--- Study questions ---
[a] Answer these questions using the passage about caring for an elderly mother at home.
(i) How many times every night does Mom get up to go to the bathroom?
(ii) What did the writer unplug in Mom's bedroom when she went back to the hospital last October?
(iii) What name does the passage give to its own version of baby proofing?
[b] Carry on the passage about caring for an elderly mother at home, starting after its final sentence.

======== Text provided ========

When Mom moved in over a year ago, I set a baby monitor in her room next to her bed, placing the receiver next to my side of the bed in our bedroom. Since she had just been released from the hospital following aneurysm surgery, I asked her to call me when she needed to get up in the night to go to the bathroom–which she does 3-4 times every night. But for some reason she wouldn’t call me when she needed to get up. It’s probably some mothering instinct where she doesn’t want to bother me with her needs.
Mom moved so slowly she was like a stealthy ninja, only granny style. Because she moved very, very slowly, it was thus very, very quietly. Sometimes I didn’t hear her at night until the toilet flushed. Which was little late to be of any assistance in getting to the bathroom.
It’s the little things you forget or don’t think about that can cause accidents. Having an elderly parent in your home requires a thoughtfulness about where furniture is placed, what is on the floor, how good the lighting is, etc. I supposed it’s similar to baby proofing. But in our case it’s Mimi-proofing. And it requires vigilance.
When she went back to the hospital last October for another aneurysm surgery, I unplugged the night light in her bedroom. I don’t even know why. I forgot to plug it back in when she came home. Bad mistake. The first night home, I made my request for her to call me when she needed to get up. She didn’t. Instead I woke up to the vibration of something falling in the house. That something was mom.
I leaped out of bed and ran to her room. She was on the floor, confused by the darkness, unable to find the door. Immediately I realized the room was too dark without the nightlight. I severely berated myself. Thankfully, mom was not hurt. In fact, she insisted she didn’t fall, that she simply sat down on the floor when she couldn’t find the door. I helped her up, assisted her to the bathroom and settled her back into bed.

======== Supplied material ========

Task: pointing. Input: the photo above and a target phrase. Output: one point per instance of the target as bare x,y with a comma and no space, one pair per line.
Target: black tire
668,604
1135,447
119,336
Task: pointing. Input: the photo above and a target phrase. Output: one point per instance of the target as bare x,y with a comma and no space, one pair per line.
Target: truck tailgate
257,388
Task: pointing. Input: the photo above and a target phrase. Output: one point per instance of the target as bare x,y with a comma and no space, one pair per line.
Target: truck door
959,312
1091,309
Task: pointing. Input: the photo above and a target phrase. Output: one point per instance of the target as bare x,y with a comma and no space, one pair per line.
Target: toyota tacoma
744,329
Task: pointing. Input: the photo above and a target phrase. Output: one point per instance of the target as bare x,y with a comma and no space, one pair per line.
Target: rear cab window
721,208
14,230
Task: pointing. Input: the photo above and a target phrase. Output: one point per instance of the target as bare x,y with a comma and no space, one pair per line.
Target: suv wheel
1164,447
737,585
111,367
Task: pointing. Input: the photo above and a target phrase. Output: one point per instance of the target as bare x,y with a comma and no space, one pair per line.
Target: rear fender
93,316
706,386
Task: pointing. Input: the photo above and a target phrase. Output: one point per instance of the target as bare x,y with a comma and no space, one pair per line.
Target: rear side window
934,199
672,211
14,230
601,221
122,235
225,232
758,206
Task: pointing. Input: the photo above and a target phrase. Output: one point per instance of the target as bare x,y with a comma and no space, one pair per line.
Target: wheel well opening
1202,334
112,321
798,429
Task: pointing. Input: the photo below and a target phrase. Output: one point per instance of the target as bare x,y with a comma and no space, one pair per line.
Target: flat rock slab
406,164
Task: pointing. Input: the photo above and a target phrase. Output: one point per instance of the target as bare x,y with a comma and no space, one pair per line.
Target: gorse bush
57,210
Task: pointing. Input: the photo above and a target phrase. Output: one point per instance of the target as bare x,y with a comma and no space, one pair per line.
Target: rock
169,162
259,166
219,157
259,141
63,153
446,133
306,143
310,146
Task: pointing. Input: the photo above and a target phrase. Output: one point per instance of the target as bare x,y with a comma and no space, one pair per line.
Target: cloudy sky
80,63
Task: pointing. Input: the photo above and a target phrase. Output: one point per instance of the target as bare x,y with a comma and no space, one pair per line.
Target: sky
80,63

========

--- Response list ---
[a]
(i) 3-4 times.
(ii) The night light.
(iii) Mimi-proofing.

[b]
Fast forward 4 months. Mom was snoozing in her recliner when I decided to mop the kitchen floor. I quietly moved kitchen chairs into the room where she was napping to clear the kitchen floor. In the process I moved Mom’s walker to make room for the chairs. In my usual manner, I did not bother to put the chairs back as soon as the floor dried. And I didn’t notice her walker was quite a bit out of her reach should she need to get up.
I decided to take a nap on the couch. Suddenly I woke to a loud crash in the other room. Instinctively I knew my mother had fallen. I jumped up to run into the other room and instead slipped and fell, slamming my jaw on a wooden chair. My husband leaped up at the same time, picked me up and then ran into the other room to pick my mother up.
She needed to go the bathroom and couldn’t get to her walker so she decided to manage without it. She fell, knocking over some house plants on the way down. When everyone got picked up, she ended up with a nasty bruise on her arm; I ended up with a bruise on my shoulder and an aching jaw.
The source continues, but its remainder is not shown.